§ **Page text**:
I repeat "tens of thousands" slaughtered was mentioned by Kuperman, from U of Texas.
They didn't say 'ten thousand' or twenty thousand.
'Tens of thousands does not stand scrutiny' was the quote.
According to Kuperman, and Chapman, of the Chicago Tribune.
As Kuperman. Chapman and apparently Hal (?) thought only large multiples of 'ten thousand' (3, 4...8,10 ?) dead were of significance.
by NCD on Sun, 05/08/2016 - 10:20pm
You made up an alleged quote from me. You also falsely claim I don't care about a few thousand dead. I care very much about the slaughter going on in Libya today. Moreover, I have argued here stopping Gaddafi from taking control of Benghazi in March 2011 was a worthy goal and I defend Obama's and Clinton's decision to do just that.
I condemn their decision - which Clinton pushed - to spend the next 7 months bombing Gaddafi's forces in order to kill him. Do you think that was a good idea?

§ **The data**:
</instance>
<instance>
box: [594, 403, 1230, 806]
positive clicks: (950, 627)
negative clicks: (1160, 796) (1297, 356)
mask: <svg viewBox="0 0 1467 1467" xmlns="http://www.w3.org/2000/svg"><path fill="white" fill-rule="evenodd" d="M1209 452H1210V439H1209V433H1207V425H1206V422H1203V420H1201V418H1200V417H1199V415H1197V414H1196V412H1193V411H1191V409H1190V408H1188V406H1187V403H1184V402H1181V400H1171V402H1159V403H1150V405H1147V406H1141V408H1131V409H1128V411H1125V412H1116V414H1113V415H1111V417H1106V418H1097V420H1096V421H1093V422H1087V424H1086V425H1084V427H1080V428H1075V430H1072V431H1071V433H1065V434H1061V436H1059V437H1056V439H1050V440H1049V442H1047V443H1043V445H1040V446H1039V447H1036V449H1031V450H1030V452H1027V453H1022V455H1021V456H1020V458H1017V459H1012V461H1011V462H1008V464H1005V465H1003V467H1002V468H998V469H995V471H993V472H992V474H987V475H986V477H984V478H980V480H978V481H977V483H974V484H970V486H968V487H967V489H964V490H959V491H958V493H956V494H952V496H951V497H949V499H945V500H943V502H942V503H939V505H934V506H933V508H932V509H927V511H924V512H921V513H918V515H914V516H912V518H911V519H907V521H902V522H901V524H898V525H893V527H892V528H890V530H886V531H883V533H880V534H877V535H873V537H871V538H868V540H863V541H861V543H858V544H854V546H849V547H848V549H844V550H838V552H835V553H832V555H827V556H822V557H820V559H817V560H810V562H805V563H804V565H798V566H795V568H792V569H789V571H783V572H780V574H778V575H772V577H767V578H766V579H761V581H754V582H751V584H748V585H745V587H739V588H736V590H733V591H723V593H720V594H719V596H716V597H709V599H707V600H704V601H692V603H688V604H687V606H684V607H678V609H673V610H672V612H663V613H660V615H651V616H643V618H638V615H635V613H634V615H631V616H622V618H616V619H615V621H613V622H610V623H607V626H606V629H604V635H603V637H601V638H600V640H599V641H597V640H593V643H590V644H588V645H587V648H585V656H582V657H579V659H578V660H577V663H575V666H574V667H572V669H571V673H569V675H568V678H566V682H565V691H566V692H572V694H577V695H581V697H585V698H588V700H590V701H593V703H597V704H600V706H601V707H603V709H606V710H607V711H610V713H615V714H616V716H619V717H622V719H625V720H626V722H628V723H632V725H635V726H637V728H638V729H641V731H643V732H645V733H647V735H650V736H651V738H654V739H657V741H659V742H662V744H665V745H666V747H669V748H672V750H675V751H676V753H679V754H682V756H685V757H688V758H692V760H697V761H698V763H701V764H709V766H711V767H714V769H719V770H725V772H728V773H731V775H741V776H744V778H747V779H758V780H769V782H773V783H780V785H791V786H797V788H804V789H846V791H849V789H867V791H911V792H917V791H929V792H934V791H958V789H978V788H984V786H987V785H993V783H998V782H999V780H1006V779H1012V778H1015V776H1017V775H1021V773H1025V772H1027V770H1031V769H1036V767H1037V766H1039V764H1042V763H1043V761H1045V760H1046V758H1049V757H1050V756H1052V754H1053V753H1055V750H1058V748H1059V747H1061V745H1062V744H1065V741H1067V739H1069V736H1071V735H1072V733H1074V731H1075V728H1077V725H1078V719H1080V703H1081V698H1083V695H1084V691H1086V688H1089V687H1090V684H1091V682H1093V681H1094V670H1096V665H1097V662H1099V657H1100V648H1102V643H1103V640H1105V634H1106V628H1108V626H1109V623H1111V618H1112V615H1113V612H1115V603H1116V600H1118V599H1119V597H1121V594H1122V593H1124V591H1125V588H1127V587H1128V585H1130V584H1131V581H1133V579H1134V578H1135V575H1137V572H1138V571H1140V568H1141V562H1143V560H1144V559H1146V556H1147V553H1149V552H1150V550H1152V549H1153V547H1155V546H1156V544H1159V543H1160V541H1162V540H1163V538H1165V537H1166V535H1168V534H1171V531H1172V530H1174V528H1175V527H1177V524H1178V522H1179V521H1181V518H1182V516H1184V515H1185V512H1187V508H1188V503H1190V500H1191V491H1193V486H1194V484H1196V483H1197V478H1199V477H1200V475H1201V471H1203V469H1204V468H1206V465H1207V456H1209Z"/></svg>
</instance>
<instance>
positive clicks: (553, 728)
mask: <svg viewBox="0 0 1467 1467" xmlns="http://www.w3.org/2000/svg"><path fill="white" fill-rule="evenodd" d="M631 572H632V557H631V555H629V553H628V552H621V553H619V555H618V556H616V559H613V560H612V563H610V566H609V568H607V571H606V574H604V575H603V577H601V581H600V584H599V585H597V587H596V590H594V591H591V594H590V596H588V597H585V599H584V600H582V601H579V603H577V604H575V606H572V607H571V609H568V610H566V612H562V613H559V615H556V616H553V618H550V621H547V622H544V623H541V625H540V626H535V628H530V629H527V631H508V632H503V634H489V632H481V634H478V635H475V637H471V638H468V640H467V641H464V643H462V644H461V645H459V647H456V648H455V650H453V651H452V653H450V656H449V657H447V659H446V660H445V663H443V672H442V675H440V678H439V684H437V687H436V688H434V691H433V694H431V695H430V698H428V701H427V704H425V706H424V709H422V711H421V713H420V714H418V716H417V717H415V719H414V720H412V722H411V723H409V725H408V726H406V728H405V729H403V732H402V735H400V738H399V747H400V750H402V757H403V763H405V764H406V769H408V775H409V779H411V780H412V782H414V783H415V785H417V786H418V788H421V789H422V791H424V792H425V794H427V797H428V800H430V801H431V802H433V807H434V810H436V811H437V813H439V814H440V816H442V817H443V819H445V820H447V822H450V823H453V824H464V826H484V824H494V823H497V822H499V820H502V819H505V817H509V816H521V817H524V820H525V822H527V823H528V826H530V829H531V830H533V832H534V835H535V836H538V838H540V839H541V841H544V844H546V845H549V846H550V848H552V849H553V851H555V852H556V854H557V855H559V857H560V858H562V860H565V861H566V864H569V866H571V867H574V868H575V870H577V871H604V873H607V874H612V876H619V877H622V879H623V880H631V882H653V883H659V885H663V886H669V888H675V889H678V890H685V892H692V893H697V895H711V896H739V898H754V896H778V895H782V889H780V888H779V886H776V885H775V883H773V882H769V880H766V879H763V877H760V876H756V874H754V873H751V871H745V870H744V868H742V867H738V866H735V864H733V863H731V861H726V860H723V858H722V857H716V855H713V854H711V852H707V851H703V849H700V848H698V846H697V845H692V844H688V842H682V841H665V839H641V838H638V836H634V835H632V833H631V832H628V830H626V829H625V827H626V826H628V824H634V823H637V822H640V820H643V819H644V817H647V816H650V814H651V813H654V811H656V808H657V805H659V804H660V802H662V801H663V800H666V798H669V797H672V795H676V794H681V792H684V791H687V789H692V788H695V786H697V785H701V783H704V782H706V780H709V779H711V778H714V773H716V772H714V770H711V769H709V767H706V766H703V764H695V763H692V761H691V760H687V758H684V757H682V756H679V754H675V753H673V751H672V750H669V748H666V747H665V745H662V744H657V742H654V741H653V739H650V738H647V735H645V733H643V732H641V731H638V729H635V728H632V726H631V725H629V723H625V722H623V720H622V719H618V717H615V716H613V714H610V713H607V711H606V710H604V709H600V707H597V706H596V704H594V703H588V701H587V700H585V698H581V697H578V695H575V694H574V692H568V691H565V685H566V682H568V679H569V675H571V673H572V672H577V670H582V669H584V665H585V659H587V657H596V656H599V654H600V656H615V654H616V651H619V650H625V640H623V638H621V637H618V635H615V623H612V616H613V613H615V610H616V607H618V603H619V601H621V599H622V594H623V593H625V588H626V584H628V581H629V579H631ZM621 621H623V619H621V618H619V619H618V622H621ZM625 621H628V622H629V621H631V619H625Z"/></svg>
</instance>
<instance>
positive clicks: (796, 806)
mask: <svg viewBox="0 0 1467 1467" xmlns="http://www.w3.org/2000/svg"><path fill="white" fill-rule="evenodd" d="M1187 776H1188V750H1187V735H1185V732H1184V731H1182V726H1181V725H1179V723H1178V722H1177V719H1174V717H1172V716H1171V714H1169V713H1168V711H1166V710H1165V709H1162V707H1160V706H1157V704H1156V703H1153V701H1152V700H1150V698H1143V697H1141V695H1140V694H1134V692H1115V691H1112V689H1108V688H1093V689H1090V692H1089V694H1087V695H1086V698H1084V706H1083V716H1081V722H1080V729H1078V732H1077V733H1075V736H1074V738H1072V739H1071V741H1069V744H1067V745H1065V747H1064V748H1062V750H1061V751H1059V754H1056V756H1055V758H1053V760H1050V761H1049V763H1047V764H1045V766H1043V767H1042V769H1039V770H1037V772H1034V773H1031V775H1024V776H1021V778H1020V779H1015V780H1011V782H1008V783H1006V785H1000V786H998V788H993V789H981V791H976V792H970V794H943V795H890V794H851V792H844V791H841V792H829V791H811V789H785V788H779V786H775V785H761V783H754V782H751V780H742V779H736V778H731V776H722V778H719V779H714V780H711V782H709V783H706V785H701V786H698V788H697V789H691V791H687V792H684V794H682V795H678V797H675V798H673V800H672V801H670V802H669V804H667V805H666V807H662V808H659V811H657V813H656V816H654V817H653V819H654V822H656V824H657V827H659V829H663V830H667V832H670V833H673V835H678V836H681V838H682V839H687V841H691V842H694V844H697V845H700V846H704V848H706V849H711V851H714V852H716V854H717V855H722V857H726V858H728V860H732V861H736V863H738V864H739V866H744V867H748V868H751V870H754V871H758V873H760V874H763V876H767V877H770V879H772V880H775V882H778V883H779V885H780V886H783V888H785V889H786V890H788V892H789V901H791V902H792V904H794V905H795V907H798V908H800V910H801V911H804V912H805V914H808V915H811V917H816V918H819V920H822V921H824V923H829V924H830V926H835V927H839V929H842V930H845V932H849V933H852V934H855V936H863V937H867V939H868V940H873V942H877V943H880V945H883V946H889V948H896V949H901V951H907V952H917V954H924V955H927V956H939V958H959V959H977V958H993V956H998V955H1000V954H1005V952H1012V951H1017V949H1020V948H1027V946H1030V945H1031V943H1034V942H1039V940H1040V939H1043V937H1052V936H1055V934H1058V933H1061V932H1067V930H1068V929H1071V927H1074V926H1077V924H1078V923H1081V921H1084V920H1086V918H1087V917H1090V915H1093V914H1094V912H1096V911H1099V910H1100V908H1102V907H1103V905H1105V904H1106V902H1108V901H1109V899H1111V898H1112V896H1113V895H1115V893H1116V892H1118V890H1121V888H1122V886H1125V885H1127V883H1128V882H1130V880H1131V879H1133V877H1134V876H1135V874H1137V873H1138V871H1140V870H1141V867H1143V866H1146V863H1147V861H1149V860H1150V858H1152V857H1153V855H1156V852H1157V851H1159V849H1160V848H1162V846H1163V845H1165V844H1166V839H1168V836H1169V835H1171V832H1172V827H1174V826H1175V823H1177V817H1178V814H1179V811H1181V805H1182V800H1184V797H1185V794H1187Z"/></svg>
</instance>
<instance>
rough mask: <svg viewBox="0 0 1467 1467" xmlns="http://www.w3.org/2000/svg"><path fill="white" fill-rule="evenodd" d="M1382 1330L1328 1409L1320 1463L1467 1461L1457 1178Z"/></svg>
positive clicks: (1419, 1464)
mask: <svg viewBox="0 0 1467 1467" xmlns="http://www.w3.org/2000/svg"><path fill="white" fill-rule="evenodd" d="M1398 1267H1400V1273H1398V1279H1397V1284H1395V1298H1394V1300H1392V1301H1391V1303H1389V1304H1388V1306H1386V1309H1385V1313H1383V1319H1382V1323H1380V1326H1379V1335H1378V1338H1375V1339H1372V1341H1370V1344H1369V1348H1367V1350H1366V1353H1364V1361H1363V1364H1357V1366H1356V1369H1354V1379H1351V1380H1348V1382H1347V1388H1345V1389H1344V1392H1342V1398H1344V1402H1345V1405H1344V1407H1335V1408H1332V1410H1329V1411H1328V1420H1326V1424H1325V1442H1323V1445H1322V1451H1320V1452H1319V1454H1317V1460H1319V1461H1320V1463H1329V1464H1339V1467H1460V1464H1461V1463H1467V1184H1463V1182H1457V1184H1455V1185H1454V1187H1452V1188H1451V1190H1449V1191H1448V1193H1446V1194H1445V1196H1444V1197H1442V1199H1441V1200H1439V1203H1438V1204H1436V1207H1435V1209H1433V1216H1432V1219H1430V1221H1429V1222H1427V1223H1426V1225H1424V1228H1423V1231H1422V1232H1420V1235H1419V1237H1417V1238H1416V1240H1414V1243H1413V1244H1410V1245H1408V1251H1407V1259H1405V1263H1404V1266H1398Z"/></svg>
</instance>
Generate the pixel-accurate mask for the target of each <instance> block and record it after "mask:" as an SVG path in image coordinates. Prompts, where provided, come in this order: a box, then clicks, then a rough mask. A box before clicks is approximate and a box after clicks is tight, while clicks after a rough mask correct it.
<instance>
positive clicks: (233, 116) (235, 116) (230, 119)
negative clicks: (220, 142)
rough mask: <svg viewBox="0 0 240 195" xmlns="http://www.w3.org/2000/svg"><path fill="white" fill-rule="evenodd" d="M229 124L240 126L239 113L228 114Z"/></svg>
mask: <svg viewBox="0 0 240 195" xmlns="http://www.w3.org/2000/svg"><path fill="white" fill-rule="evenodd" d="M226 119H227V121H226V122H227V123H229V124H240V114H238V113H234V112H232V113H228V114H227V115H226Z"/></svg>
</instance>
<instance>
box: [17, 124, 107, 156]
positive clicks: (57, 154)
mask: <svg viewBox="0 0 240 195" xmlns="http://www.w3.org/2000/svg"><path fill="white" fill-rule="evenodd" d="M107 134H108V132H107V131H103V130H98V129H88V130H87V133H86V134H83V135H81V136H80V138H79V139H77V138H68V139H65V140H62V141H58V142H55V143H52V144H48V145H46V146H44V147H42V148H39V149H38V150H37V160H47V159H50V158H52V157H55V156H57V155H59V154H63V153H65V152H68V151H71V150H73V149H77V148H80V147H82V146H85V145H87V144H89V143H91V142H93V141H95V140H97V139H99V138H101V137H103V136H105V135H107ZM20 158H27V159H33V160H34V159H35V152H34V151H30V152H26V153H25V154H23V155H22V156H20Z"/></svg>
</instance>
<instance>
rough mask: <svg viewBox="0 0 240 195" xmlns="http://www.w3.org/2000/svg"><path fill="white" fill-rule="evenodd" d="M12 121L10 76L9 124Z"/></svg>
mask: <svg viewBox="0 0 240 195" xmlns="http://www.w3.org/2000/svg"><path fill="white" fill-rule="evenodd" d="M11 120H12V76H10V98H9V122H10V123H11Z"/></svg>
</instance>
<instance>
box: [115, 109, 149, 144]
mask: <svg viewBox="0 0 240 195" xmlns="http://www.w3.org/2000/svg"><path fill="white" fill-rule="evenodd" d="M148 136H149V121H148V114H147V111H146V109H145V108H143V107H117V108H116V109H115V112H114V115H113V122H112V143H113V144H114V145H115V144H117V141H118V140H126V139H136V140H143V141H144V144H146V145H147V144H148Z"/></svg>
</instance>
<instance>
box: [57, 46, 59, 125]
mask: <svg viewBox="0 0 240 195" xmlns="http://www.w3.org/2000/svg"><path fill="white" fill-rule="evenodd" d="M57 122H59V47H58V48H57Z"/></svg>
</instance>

§ **Complete the following**:
A) Name every person mentioned in the Libya discussion, leaving out NCD, who is credited in the posting line.
B) Continue the Libya discussion from its final sentence.

§ **Expected responses**:
A) Kuperman, Chapman, Hal, Gaddafi, Obama, Clinton

B)
Regarding your holier-than-thou attitude, how do you feel about the mayhem that has remained horrific in Libya since we killed Gaddafi.
https://www.foreignaffairs.com/articles/libya/obamas-libya-debacle
One other thing, you misstated (dishonestly?) Kuperman's quote in USA Today. Kuperman did not say that it was okay for Gaddafi to kill thousands of people or that only the slaughter of 10s of thousands matter. His point was that those promoting a war were falsely claiming that Gaddafi would massacre tens or hundreds of thousands of East Libyans not that he would kill up to 10,000 or that such a massacre would be acceptable.
by HSG on Mon, 05/09/2016 - 8:41am
If Hillary had said the U.S. should not get involved I would not have blamed her; I would have applauded her.
by Aaron Carine (not verified) on Mon, 05/09/2016 - 6:12pm
That's unresponsive to my comment. To truly address it you would have to say:
If Hillary had said the U.S. should not get involved and Quadaffi massacred tens of thousands of civilians I would not have blamed her; I would have applauded her.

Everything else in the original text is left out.